En bonne slavophile, je traîne souvent dans les rayons d'histoire pour en apprendre toujours davantage sur les pays de mon cœur. Or, il se trouve que leurs parcours ne sont pas des plus joyeux, et qu'il me faut passer par des ouvrages aussi éprouvants que celui de Snyder pour mieux comprendre les enjeux qui leurs sont spécifiques.
Ceci dit pour me faire pardonner de traiter d'un sujet si difficile au milieu d'un fatras de considérations sur la poésie. Puissent les articles suivants n'en paraître que plus légers !

::::

Exercices >>
**a.** Indiquez si chaque affirmation concorde avec le texte en répondant par oui ou non, et citez les mots du texte qui le prouvent : (i) la personne qui écrit fréquente souvent les rayons d'histoire ; (ii) l'ouvrage de Snyder est présenté comme une lecture légère ; (iii) le sujet traité figure parmi des considérations sur la poésie.
**b.** Relevez tous les verbes à l'infinitif présents dans le texte.
Les données présentées ensuite n'ont aucun lien avec le texte.

Données fournies >>
::::

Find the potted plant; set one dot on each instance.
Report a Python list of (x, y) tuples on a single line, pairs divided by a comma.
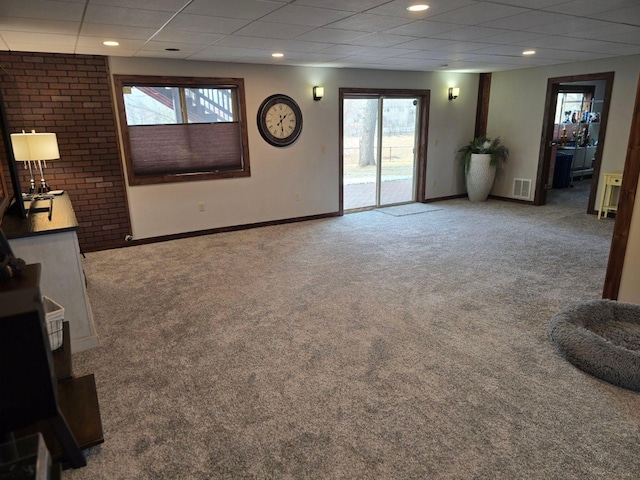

::::

Corrigé >>
**a.**
(i) Oui : « je traîne souvent dans les rayons d'histoire ».
(ii) Non : « des ouvrages aussi éprouvants que celui de Snyder ».
(iii) Oui : « au milieu d'un fatras de considérations sur la poésie ».

**b.** apprendre, passer, comprendre, faire, pardonner, traiter, paraître